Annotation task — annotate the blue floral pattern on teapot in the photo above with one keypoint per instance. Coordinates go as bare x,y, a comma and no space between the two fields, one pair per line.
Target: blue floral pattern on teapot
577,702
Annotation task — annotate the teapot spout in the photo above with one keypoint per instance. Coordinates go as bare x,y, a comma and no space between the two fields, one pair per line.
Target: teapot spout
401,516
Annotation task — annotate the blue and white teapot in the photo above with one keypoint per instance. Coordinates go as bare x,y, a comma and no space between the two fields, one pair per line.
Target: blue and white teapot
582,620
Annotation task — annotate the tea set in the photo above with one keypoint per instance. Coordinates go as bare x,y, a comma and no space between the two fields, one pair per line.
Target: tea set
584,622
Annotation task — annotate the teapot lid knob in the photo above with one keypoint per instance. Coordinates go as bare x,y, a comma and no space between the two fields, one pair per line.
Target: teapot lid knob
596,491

====

**Objective**
Give the records above as a two-column CSV with the header request,answer. Make one row per record, placing its text and its answer each in a single quoted field with any line breaks replaced by spaces.

**Expected answer**
request,answer
"Annotation task — annotate the blue floral pattern on teapot in the photo above with one keypoint per instance. Coordinates go as bare x,y, a comma and no space between the two fields, one pair per line. Target: blue floral pattern on teapot","577,702"
"Annotation task — annotate the teapot spout in the photo above with one keypoint per instance. Coordinates go as bare x,y, a comma and no space between the two fields, one pair per line. Target: teapot spout","401,516"
"Annotation task — annotate the blue and white teapot in the photo above with one keypoint per instance. Coordinates go as bare x,y, a comma and no space between the two fields, one pair per line. Target: blue and white teapot","582,620"
"Annotation task — annotate the tea set in the photo above with one keypoint per instance. Coordinates go as bare x,y, a comma and no space between the two fields, one pair per line. Target: tea set","584,622"
"Annotation task — annotate the teapot lid knob in the photo above with one keypoint per instance. Coordinates go as bare x,y, a comma and no space between the two fields, one pair per line. Target: teapot lid knob","596,491"